Excerpt to read
<<<<

Hi!
Don't have a good solution, but some ideas:
1. There's http://php.net/manual/en/class.uconverter.php which uses ICU convertor. It can recognize tons of charsets/encodings (http://site.icu-project.org/charts/charset) and can filter out bad characters, though the way to achieve it may be a bit tricky. E.g.:
<?php class MyConverter extends UConverter { function toUCallback( $reason , $source , $codeUnits , &$error) { $error = 0; return null; } } $c = new MyConverter("UTF-8", "utf-8"); var_dump($c->convert("aa\xC3\xC3\xC3\xB8aa"));
(there might be a better way, it's just quick-n-dirty example). Con: while it's supported by hhvm, it's PHP 5.5+. Can be backported probably quite easily.

>>>>

Continue the forum reply about filtering invalid characters with PHP's UConverter class, starting after its last sentence.

Data extract
<<<<

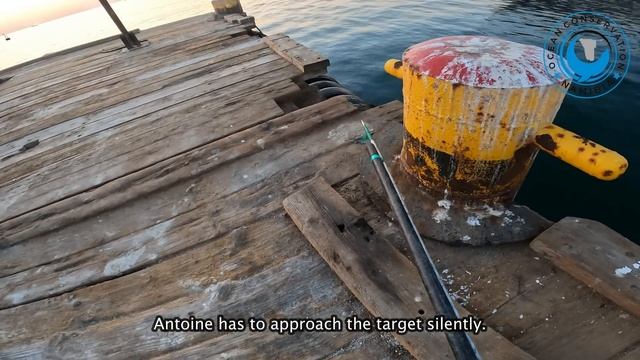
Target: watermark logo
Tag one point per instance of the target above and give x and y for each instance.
(588, 53)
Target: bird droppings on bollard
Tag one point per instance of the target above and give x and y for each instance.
(476, 112)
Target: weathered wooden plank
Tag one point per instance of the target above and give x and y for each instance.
(58, 119)
(171, 288)
(123, 139)
(380, 276)
(166, 173)
(519, 293)
(305, 59)
(78, 86)
(122, 109)
(237, 219)
(240, 19)
(596, 255)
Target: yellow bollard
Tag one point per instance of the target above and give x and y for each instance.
(474, 110)
(594, 159)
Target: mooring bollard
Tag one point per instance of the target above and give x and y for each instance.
(227, 7)
(476, 112)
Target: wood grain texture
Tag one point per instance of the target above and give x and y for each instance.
(596, 255)
(305, 59)
(383, 279)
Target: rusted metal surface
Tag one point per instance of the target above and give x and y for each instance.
(473, 106)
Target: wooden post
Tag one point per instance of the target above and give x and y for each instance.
(128, 38)
(227, 7)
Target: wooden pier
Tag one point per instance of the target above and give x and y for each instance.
(150, 182)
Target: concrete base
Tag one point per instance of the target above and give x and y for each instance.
(447, 220)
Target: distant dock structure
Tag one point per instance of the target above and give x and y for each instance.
(147, 183)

>>>>

Result of the exercise
2. recode - http://php.net/manual/en/ref.recode.php. This: var_dump( recode("UTF-8..UTF-16,UTF16..UTF-8", "aa\xC3\xC3\xC3\xB8aa") ); seems to work fine. Not sure how is recode support for hhvm.
3. Patch libmbfl to add more aliases and missing encodings. Shouldn't be very hard though I'm not sure what is the policy about patching PHP/HHVM here.
4. Implement ezyang@php.net's suggestion at working around the glibs mess by adopting code from http://code.woboq.org/userspace/glibc/iconv/iconv_prog.c.html. Again, that would require custom patch for PHP, not sure about hhvm.